**PROBLEM:** Search the material for the word "positive" and copy every line in which it occurs.

**INPUT DATA:**
---*---
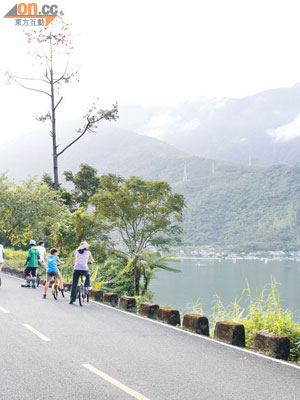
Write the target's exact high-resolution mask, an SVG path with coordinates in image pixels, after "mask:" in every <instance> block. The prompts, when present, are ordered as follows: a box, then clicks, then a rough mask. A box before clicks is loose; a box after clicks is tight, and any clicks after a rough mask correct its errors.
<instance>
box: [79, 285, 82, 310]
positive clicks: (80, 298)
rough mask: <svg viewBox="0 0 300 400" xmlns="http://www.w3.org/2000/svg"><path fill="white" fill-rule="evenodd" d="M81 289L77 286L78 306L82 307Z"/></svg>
mask: <svg viewBox="0 0 300 400" xmlns="http://www.w3.org/2000/svg"><path fill="white" fill-rule="evenodd" d="M81 296H82V289H81V286H78V300H79V304H80V306H81V307H82V297H81Z"/></svg>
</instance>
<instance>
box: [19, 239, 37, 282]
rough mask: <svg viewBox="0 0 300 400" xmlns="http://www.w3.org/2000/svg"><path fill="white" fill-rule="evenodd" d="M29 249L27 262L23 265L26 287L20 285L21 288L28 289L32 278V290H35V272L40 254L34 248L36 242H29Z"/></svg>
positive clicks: (35, 247) (36, 249)
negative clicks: (31, 278)
mask: <svg viewBox="0 0 300 400" xmlns="http://www.w3.org/2000/svg"><path fill="white" fill-rule="evenodd" d="M29 245H30V249H29V251H28V257H27V261H26V263H25V265H24V267H25V272H24V274H25V279H26V285H22V286H23V287H30V282H31V278H32V288H33V289H36V271H37V268H38V266H39V259H40V253H39V251H38V249H37V248H36V241H35V240H30V242H29Z"/></svg>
---*---
**OUTPUT OF THE TASK:**
positive clicks: (80, 298)
positive clicks: (35, 247) (36, 249)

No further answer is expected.